┌─ Text under study

Archive for March 2012

by Karen Alicea | ezinearticles.com

When you receive your feeder pig it should be between 40-75 lbs in weight and around 8 to 10 weeks of age. At this point your pig has been on some sort of solid food for some time. You should also get more than one pig, having only one pig at a time will take longer for your pig to gain weight. Pigs just have the natural instinct to fight for their food if there is only one they have no need to fight for their food therefore they will not try to get the most they can at all times.

In order to get your feeder pig to continue on the path to maximum growth the best thing that I have found for them is first that giving them a ground corn tends to be better for younger pigs than say a whole or cracked corn because it is easier for them to digest, and they get more from the corn rather than it just being expelled immediately. Though this is a bit time consuming it is much better for them and you will see a difference in the overall weight gain. Next I add a soybean meal which is high in protein and will also contribute to the weight gain, protein is one of the main components in getting your pigs to excel in their growth.

└─
┌─ Data to examine

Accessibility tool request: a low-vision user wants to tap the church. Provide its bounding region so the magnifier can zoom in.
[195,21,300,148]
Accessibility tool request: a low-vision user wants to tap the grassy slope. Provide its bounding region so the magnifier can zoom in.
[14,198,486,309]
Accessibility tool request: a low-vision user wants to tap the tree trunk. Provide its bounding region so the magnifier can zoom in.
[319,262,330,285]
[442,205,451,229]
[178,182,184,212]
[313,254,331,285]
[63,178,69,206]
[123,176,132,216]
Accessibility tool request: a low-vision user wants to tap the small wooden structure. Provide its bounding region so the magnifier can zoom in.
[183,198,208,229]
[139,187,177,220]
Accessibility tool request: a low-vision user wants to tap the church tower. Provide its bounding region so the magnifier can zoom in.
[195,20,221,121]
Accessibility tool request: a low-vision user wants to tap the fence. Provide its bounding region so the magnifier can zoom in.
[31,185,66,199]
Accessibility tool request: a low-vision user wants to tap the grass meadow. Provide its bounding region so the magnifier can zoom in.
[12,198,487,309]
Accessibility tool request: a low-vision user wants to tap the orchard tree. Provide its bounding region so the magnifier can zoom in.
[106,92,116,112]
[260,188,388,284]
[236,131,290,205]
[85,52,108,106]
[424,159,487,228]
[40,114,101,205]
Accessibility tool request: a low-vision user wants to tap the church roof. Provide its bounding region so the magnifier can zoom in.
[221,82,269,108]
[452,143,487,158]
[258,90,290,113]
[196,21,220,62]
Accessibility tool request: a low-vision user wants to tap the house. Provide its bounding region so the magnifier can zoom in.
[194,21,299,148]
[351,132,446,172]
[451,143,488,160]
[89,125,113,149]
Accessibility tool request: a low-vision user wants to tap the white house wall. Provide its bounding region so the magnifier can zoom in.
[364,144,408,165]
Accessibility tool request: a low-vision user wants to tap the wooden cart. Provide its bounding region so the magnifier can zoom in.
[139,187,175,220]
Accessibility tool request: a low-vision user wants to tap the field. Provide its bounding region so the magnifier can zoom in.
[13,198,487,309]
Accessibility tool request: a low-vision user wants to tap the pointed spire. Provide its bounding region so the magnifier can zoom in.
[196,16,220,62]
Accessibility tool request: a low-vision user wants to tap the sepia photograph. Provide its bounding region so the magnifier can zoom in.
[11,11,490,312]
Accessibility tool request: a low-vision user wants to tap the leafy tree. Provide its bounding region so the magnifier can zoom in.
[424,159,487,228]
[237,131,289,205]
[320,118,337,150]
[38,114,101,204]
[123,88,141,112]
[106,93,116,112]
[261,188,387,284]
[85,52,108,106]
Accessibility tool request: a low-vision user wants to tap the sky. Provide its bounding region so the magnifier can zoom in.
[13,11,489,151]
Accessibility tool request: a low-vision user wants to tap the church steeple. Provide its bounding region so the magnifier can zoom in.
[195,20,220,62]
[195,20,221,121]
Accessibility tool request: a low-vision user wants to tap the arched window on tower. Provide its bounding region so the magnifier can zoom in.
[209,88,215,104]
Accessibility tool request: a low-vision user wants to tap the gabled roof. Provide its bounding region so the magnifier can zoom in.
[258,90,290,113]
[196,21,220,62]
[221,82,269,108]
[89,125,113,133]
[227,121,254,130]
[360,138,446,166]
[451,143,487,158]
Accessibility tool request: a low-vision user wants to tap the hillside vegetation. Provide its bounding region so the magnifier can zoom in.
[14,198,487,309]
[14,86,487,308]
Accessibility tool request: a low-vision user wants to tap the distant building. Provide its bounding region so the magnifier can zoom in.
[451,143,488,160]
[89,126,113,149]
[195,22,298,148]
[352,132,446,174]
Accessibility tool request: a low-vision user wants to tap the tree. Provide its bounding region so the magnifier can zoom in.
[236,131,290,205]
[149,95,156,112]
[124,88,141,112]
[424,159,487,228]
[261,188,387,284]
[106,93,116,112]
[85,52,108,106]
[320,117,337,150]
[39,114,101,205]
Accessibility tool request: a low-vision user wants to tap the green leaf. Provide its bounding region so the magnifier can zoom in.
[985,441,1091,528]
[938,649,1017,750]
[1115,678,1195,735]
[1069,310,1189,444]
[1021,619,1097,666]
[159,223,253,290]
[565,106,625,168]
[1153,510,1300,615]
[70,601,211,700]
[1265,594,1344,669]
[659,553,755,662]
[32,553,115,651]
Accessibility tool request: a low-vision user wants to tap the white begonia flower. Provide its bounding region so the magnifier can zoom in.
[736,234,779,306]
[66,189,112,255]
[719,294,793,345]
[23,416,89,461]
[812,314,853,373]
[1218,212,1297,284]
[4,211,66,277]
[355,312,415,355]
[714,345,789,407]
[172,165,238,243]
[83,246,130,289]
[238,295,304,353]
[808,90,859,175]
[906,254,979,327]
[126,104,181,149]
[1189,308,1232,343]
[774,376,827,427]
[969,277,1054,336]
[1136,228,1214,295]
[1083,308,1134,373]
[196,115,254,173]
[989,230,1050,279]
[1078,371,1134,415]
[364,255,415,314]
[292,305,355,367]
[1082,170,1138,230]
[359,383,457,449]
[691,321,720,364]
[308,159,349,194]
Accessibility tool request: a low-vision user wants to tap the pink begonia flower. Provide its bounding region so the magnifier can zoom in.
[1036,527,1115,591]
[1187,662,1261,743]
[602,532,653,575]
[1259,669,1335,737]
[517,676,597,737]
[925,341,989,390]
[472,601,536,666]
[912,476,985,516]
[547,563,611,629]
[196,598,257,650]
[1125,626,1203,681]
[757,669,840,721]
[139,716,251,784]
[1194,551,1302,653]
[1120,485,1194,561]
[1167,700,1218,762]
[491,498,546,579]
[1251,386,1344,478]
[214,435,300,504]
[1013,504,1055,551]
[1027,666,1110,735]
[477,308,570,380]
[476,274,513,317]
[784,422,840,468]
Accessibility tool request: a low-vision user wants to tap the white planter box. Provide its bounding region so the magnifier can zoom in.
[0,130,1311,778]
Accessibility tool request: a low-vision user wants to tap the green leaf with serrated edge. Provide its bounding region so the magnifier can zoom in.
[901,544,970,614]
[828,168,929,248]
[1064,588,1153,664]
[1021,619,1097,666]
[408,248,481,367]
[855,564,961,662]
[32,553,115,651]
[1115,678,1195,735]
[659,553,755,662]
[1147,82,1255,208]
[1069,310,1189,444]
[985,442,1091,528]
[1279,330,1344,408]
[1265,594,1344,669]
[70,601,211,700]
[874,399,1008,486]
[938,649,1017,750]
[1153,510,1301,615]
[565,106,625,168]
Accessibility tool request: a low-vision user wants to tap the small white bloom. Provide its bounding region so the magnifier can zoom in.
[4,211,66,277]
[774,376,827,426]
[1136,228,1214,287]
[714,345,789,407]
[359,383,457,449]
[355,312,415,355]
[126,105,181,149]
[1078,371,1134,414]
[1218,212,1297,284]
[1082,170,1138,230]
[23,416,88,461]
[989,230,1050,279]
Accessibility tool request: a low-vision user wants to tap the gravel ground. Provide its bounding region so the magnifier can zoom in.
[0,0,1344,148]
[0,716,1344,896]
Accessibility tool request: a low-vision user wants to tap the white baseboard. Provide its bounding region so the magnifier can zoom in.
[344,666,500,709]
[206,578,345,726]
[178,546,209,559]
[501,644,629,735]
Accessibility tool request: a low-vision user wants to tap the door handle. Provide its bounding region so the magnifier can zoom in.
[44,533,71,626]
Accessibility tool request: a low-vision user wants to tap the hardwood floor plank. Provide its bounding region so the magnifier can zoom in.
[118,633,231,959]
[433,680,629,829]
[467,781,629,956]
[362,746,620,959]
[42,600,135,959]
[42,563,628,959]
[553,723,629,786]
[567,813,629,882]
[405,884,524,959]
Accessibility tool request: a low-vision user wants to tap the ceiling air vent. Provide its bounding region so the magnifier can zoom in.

└─

■ Tasks and exercises:
**1.** Reproduce the feeder pig passage from "In order to" up to and including "in their growth.".
**2.** Write what comes next in the feeder pig passage, starting after its final sentence.

■ Responses in order:
**1.**
In order to get your feeder pig to continue on the path to maximum growth the best thing that I have found for them is first that giving them a ground corn tends to be better for younger pigs than say a whole or cracked corn because it is easier for them to digest, and they get more from the corn rather than it just being expelled immediately. Though this is a bit time consuming it is much better for them and you will see a difference in the overall weight gain. Next I add a soybean meal which is high in protein and will also contribute to the weight gain, protein is one of the main components in getting your pigs to excel in their growth.

**2.**
Then there is the pig grain, you can use this either with or without medications in it, for the first couple of months I tend to prefer it with it because as you will well know that pigs are very susceptible to stress and having these medications in their food help to keep there immune system up and anything that may help is a plus. I take some of each of these rationed according to the number of pigs that I have making sure that at first at the 8 week level each pig gets about 1 lb of food a day. Feeding my pigs twice a day. I take this mix of the ground corn, soybean meal, and grain mix it together and then I wet it making it into a mush like mix, doing this makes for the pigs digestive system to take longer to digest it and once again adding to overall weight. At about every 2 week increase their food by 1 lb each pig and if you have any local fruit and vegetable markets you can stop and ask for any old food they will let you have it which in some cases will keep feed costs down but it will take longer to put on weight if you cut back on the other feed. You also can get day old breads or even donuts from local bakeries they will sometimes let you have them too but be careful that type of foods will give your pigs diarrhea and can contribute to much fat other wise you will have a very lean pig in about 4 months.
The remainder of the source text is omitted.